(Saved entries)

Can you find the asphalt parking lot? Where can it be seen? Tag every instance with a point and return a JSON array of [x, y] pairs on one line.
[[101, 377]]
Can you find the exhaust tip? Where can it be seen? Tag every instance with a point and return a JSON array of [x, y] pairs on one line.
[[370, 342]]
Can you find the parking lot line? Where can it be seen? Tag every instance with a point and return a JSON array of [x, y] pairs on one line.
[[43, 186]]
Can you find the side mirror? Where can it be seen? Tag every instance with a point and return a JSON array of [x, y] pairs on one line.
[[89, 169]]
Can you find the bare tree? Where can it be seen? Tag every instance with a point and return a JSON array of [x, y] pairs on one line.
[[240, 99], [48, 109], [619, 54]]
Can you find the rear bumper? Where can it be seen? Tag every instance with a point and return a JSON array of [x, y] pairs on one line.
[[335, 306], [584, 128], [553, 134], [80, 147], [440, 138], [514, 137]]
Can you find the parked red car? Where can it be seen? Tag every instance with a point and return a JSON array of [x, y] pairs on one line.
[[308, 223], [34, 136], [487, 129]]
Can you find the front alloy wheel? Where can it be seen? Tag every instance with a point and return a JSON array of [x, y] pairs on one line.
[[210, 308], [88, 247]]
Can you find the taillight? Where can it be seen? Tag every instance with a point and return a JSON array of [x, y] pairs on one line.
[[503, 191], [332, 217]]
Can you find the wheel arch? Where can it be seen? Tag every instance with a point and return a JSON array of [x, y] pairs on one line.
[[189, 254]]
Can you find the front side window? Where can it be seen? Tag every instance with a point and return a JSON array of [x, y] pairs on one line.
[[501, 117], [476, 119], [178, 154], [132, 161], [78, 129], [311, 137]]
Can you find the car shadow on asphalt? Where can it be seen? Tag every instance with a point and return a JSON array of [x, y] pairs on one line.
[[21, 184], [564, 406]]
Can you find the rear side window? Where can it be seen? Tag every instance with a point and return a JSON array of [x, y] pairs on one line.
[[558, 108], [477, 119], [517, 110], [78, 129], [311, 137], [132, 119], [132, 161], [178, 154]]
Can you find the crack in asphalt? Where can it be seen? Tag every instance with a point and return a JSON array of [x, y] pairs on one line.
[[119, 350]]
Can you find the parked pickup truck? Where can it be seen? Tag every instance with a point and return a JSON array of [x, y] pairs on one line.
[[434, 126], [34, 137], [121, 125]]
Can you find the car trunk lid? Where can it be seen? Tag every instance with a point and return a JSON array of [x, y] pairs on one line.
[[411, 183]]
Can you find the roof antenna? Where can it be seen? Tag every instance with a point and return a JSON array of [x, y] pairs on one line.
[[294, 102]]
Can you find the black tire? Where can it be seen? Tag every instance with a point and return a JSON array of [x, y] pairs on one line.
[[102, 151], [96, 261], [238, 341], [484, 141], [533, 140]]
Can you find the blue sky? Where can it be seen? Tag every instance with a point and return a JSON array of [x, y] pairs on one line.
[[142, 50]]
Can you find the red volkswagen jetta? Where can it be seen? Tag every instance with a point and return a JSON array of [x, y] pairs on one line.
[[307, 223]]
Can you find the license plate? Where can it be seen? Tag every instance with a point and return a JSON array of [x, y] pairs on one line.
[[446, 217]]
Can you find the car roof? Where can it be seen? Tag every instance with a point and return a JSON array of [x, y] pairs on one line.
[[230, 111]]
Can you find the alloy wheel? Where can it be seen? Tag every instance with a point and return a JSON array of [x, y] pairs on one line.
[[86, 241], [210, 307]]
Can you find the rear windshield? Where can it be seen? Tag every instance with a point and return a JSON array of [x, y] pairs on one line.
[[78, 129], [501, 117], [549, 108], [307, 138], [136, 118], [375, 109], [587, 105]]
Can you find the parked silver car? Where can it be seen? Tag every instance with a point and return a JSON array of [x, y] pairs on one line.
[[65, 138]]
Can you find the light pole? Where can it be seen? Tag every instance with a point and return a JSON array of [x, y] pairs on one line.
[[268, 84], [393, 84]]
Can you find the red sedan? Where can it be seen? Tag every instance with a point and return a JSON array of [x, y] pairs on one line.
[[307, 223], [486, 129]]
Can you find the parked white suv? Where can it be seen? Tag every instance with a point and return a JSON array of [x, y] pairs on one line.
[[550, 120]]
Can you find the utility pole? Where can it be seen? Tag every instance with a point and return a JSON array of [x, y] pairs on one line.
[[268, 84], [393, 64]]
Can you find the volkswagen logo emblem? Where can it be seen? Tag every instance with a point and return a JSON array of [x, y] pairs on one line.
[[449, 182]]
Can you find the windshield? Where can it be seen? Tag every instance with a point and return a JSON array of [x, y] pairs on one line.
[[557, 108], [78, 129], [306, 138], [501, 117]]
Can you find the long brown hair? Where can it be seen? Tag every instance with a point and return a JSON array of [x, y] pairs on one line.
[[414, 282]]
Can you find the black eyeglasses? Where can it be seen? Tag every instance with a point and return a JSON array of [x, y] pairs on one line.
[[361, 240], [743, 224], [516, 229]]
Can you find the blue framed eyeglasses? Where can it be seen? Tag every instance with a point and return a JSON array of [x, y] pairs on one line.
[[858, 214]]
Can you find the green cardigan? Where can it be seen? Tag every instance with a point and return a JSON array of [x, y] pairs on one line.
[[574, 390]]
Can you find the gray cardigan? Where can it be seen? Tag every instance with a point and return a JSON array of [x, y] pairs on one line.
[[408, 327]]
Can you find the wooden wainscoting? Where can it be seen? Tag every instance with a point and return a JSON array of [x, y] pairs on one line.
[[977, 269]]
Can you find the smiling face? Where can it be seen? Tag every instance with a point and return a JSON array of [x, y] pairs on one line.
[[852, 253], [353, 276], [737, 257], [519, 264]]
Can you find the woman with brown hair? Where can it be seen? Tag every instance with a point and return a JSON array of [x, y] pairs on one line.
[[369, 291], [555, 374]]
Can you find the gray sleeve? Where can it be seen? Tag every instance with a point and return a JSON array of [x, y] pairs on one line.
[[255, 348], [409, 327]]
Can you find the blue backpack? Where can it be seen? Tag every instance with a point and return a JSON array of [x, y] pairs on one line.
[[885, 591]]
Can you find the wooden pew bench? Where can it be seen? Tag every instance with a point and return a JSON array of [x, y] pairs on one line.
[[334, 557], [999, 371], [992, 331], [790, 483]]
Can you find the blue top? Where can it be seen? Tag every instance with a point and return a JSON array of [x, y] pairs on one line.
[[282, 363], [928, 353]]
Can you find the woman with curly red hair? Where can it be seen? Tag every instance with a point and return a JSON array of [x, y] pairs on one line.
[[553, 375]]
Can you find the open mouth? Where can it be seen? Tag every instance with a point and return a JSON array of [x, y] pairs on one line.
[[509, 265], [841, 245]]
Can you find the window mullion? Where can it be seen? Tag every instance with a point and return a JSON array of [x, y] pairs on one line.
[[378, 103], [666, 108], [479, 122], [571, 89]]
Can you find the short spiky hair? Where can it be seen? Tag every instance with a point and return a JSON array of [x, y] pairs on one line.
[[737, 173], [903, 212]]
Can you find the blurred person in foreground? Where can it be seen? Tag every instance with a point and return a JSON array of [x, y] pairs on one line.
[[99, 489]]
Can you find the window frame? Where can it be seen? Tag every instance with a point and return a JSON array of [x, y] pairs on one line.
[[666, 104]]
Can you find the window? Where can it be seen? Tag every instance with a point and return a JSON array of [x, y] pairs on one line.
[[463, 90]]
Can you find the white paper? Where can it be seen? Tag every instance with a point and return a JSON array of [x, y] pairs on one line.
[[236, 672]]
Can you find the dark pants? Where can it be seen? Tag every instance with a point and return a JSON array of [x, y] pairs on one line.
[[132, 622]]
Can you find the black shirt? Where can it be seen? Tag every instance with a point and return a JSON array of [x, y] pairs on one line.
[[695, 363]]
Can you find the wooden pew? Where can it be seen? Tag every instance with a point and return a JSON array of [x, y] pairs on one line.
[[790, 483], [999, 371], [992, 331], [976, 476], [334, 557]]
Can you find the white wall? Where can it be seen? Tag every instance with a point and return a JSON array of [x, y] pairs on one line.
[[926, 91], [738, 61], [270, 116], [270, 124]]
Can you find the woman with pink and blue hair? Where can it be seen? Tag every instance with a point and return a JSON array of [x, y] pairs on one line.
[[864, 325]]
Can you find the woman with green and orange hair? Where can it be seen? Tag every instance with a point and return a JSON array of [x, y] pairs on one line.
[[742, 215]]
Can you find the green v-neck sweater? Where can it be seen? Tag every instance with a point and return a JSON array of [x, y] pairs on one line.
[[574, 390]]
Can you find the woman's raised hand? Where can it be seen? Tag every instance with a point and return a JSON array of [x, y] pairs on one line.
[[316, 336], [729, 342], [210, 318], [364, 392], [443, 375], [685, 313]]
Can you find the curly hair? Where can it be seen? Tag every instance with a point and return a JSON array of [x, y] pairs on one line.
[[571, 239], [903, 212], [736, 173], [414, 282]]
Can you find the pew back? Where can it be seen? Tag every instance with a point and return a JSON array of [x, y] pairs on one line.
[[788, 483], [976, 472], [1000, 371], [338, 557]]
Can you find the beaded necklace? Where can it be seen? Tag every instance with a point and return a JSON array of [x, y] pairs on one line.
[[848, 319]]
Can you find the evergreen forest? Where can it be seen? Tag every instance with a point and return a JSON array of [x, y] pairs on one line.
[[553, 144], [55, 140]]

* [Task brief] Lines from the one holding "Can you find the beaded" to the last line of the records: return these exactly, and only these.

* [Output below]
Can you find the beaded necklace? Where can it be seen? Tag every instance with a point and return a JSON array of [x, y] pairs on one line.
[[848, 319]]
Can you find the evergreen forest? Where can it be seen? Tag every instance with a point and return a JSON array of [x, y] pairs on one line.
[[553, 144], [55, 140]]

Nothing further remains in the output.